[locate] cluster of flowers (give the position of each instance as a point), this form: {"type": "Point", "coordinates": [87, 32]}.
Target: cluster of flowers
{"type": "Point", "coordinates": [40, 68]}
+===+
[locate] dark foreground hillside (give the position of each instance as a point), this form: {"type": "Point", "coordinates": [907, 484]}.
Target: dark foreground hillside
+===+
§ What to work on: Search the entries for "hillside" and show every line that has it.

§ Task answer:
[locate] dark foreground hillside (give the position of each instance as a point), this form: {"type": "Point", "coordinates": [907, 484]}.
Target: dark foreground hillside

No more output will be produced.